(Records contained in a dataset)
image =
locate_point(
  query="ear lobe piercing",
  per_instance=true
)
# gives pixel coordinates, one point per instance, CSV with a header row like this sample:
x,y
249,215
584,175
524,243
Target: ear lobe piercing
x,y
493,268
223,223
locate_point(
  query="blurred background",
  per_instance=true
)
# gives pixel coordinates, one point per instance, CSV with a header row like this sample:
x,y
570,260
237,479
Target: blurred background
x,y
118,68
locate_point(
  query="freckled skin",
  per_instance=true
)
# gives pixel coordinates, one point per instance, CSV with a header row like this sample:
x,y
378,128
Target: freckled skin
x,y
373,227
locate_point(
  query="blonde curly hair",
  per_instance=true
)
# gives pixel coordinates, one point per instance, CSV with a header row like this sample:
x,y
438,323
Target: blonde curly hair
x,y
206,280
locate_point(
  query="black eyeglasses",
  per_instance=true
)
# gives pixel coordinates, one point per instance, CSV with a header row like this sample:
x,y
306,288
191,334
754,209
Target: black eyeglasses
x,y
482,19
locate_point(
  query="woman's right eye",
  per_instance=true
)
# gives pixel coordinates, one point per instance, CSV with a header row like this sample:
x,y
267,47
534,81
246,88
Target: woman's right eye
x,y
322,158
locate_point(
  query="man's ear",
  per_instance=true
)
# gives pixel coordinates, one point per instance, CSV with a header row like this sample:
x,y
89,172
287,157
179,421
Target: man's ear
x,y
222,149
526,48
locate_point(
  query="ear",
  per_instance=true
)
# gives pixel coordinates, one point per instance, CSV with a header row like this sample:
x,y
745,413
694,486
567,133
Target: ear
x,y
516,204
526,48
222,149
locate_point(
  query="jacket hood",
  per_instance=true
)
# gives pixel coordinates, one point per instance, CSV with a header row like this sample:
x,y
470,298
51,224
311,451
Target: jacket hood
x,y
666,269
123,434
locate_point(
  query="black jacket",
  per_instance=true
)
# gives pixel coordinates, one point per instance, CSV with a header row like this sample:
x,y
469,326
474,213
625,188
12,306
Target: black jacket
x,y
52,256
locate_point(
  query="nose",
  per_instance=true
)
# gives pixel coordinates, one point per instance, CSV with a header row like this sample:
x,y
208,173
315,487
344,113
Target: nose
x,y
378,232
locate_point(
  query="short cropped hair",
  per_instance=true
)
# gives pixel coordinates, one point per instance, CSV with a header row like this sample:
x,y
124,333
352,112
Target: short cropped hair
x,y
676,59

• [PROBLEM DESCRIPTION]: Please return every line in the data that includes the string "query".

• [WRITTEN SOLUTION]:
  query="ear lobe piercing",
  query="blurred background",
  query="freckled skin",
  query="blonde curly hair",
  query="black eyeglasses",
  query="woman's right eye",
  query="man's ear",
  query="ear",
  query="jacket hood",
  query="black jacket",
  query="nose",
  query="short cropped hair",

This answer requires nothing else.